The exercise: Reproduce all entries verbatim, with nothing added or dropped.

>>>

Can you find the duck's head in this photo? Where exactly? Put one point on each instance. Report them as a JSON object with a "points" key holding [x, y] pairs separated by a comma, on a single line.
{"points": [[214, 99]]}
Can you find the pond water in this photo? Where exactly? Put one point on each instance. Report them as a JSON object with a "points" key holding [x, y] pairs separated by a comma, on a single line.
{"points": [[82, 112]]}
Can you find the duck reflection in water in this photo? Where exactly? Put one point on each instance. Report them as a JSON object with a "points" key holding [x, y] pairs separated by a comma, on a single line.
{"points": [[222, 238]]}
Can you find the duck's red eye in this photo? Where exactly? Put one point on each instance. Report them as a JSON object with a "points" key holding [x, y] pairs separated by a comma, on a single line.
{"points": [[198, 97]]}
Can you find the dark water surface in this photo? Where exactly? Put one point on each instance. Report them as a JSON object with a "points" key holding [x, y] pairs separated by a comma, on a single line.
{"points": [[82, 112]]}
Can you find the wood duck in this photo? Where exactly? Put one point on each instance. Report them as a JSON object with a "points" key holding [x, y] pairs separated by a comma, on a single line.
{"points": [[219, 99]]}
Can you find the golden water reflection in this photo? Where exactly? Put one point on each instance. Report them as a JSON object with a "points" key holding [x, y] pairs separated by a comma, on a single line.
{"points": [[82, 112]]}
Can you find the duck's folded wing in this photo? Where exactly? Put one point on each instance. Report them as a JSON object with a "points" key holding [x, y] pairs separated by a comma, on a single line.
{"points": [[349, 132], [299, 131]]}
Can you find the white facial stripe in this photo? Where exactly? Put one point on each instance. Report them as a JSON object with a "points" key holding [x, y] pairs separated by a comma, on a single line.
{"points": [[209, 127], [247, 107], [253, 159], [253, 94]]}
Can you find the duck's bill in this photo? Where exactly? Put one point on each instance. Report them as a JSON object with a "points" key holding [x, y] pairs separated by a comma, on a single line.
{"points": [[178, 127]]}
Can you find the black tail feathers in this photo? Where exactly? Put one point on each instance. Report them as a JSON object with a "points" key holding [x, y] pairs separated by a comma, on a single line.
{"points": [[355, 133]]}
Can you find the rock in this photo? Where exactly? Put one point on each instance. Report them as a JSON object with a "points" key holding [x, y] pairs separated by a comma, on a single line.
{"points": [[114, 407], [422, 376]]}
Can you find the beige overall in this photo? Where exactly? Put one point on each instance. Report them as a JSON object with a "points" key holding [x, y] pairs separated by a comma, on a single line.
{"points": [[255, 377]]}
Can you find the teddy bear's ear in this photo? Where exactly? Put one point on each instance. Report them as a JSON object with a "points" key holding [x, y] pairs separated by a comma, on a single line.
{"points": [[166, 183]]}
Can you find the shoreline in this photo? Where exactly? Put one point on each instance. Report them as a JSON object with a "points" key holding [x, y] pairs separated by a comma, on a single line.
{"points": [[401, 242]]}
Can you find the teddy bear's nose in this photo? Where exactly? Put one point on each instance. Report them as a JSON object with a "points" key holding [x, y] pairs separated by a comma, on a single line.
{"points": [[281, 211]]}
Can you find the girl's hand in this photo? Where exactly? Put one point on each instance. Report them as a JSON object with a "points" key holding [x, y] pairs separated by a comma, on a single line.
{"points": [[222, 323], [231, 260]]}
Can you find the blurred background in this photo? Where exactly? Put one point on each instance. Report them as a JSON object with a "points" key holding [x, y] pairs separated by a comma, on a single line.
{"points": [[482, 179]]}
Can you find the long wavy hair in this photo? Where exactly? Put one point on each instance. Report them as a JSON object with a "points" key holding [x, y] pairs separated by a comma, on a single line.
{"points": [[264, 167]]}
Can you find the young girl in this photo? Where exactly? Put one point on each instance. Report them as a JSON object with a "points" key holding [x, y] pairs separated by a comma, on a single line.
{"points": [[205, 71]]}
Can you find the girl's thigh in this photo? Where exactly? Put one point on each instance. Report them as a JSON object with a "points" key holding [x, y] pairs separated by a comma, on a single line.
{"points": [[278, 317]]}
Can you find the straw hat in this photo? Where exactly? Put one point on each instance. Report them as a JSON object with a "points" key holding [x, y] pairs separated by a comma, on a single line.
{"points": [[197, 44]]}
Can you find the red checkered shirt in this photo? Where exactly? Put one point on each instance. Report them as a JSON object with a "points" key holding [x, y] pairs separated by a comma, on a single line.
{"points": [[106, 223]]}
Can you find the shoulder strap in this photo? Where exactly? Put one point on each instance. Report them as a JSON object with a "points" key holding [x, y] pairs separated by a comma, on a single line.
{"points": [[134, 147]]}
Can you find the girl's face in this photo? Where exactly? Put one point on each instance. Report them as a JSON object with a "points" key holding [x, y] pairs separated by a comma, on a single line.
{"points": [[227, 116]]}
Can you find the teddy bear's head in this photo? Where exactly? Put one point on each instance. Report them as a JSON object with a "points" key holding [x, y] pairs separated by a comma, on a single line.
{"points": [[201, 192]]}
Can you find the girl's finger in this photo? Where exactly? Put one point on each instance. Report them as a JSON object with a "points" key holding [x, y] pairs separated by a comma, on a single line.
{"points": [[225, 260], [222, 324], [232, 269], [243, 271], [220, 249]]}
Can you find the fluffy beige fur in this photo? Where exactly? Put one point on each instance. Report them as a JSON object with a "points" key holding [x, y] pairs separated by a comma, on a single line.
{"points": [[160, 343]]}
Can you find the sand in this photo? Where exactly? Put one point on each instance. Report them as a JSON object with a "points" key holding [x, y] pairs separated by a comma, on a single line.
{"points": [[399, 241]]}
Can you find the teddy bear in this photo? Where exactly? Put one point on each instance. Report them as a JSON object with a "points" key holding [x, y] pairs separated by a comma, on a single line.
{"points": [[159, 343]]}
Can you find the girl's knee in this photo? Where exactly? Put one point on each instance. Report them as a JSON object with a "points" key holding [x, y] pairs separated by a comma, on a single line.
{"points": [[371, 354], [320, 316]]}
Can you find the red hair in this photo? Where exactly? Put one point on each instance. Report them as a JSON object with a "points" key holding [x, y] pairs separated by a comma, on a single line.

<<<

Full response:
Can you find the duck's head in this photo? Where exactly? Put one point on each instance. Report them as a JSON object with a "points" key holding [x, y] pairs separated by a comma, on a single line.
{"points": [[214, 99]]}
Can you find the pond water in this photo? Where exactly? Put one point on each instance. Report them as a JSON object with a "points" key holding [x, y] pairs separated by a comma, on a single line.
{"points": [[82, 112]]}
Can you find the duck reflection in water in this photo? Where exactly? Put one point on each instance. Report them as a JSON object with a "points" key holding [x, y] pairs separated by a comma, on a single line.
{"points": [[222, 238]]}
Can you find the duck's red eye in this photo? Where exactly? Put one point on each instance. Report them as a JSON object with a "points" key holding [x, y] pairs separated by a comma, on a single line.
{"points": [[198, 97]]}
Can you find the dark water surface in this photo? Where exactly? Put one point on each instance. Report them as a JSON object with a "points" key holding [x, y] pairs separated by a comma, on a single line.
{"points": [[82, 112]]}
Can you find the wood duck in this photo? Where exactly? Put one point on each instance. Report them as a JSON object with a "points" key holding [x, y] pairs separated by a comma, on a single line.
{"points": [[219, 99]]}
Can you find the golden water reflection in this photo? Where exactly? Put one point on each instance. Report them as a JSON object with a "points" key holding [x, y] pairs separated by a comma, on a single line.
{"points": [[82, 112]]}
Can you find the duck's folded wing in this photo? Where exactly? Put one point on each instance. Report them as a JSON object with a "points" key holding [x, y] pairs separated by a comma, on a single line.
{"points": [[349, 132], [299, 131]]}
Can you find the white facial stripe in this photo? Where exactly? Put one point on each instance. Report them as a JSON object with a "points" key holding [x, y] pairs separated by a comma, on a single line.
{"points": [[209, 127], [247, 107], [253, 159], [253, 94]]}
Can you find the duck's bill in this photo? Where exactly? Put one point on each instance. Report them as a JSON object with a "points" key holding [x, y] pairs separated by a comma, on a single line.
{"points": [[178, 127]]}
Can you find the black tail feathers in this photo? Where exactly? Put one point on each instance. Report them as a JSON object with a "points" key holding [x, y] pairs separated by a comma, on a single line.
{"points": [[355, 133]]}
Can you find the rock in this photo? Where exactly? Put one point on each instance. Report them as a JSON object with a "points" key holding [x, y] pairs separated by a comma, on a single line.
{"points": [[114, 407], [422, 376]]}
Can you find the beige overall in this photo? Where exactly? Put one point on each instance. Report them as a JSON object with a "points" key holding [x, y] pairs separated by a comma, on a single line.
{"points": [[255, 377]]}
Can you find the teddy bear's ear in this photo? Where exactly? Put one point on each instance. Report them as a JSON object with a "points" key holding [x, y] pairs separated by a comma, on a single line.
{"points": [[166, 183]]}
Can you find the shoreline in this photo? Where exactly? Put one point on each instance. Report them as a JSON object with a "points" key holding [x, y] pairs separated by a comma, on a single line.
{"points": [[401, 242]]}
Can you find the teddy bear's nose in this photo? Where exactly? Put one point on each instance. Report them as a JSON object with a "points" key holding [x, y] pairs separated by a comma, on a single line.
{"points": [[281, 211]]}
Can you find the girl's hand in this photo? Where exactly? Put one point on each instance. Report them as a JSON object with a "points" key holding [x, y] pairs separated by a comma, on a single line.
{"points": [[222, 323], [231, 260]]}
Can you find the blurred background in this photo? Where exactly? Put one point on each instance. Report them as a JSON object with a "points" key holding [x, y] pairs separated by a comma, on a single line.
{"points": [[482, 179]]}
Can you find the long wavy hair in this photo? Where exactly? Put one point on each instance. Report them as a JSON object with a "points" key holding [x, y] pairs separated by a comma, on a single line.
{"points": [[264, 167]]}
Can you find the young girl in this photo? Where exactly? Put one point on each instance. Report them as a JSON object with a "points" key holding [x, y] pairs separated by a comma, on a single line.
{"points": [[205, 71]]}
Can you find the girl's thigh in this photo? Where exactly? Put one point on each instance. Report them as a JSON object with a "points" key holding [x, y] pairs separated by a comma, on a single line.
{"points": [[278, 317]]}
Can you find the straw hat in this photo? Where exactly? Put one point on each instance. Report them as a JSON object with a "points" key holding [x, y] pairs separated by a comma, on a single line.
{"points": [[197, 44]]}
Can you find the red checkered shirt in this photo? Where exactly? Put one point on each instance. Report them as a JSON object with a "points" key holding [x, y] pairs separated by a comma, on a single line.
{"points": [[106, 223]]}
Can you find the shoulder strap in this photo? Where exactly? Put one point on each instance. Report them as a JSON object with a "points" key holding [x, y] pairs separated by a comma, on a single line.
{"points": [[134, 147]]}
Can you find the girl's face in this photo? Where exactly? Put one point on each instance. Report them as a JSON object with a "points" key holding [x, y] pairs separated by a comma, on a single line.
{"points": [[227, 116]]}
Can you find the teddy bear's head in this photo? Where exactly? Put one point on each instance. Report them as a JSON object with a "points" key holding [x, y] pairs separated by a comma, on a single line.
{"points": [[201, 192]]}
Can you find the girl's finger in this photo? Where exactly? Put one point on each instance. Report them as a JSON object with a "points" key holding [x, y] pairs separated by a comma, on a single line.
{"points": [[225, 260], [222, 324], [232, 269], [243, 271], [220, 249]]}
Can you find the fluffy beige fur in this photo? Where exactly? Put one point on each instance. Report them as a JSON object with a "points" key holding [x, y] pairs separated by a comma, on a single line.
{"points": [[160, 343]]}
Can you find the sand in this photo? Where exactly? Put one point on each instance. Report them as a JSON object with a "points" key holding [x, y] pairs separated by a comma, on a single line.
{"points": [[399, 241]]}
Can you find the teddy bear in this photo? Where exactly? Put one point on each instance. Report them as a JSON object with a "points" key holding [x, y] pairs separated by a comma, on a single line.
{"points": [[159, 343]]}
Can you find the girl's knee in this photo? Where exactly? Put one point on each instance. Report them as a JSON object with a "points" key holding [x, y] pairs separated by a comma, on a single line.
{"points": [[371, 354], [320, 316]]}
Can you find the red hair in this photo? Where exactly? Put one point on each instance. Report them as a JSON object with a "points" key holding [x, y] pairs separated by a comma, on a single line.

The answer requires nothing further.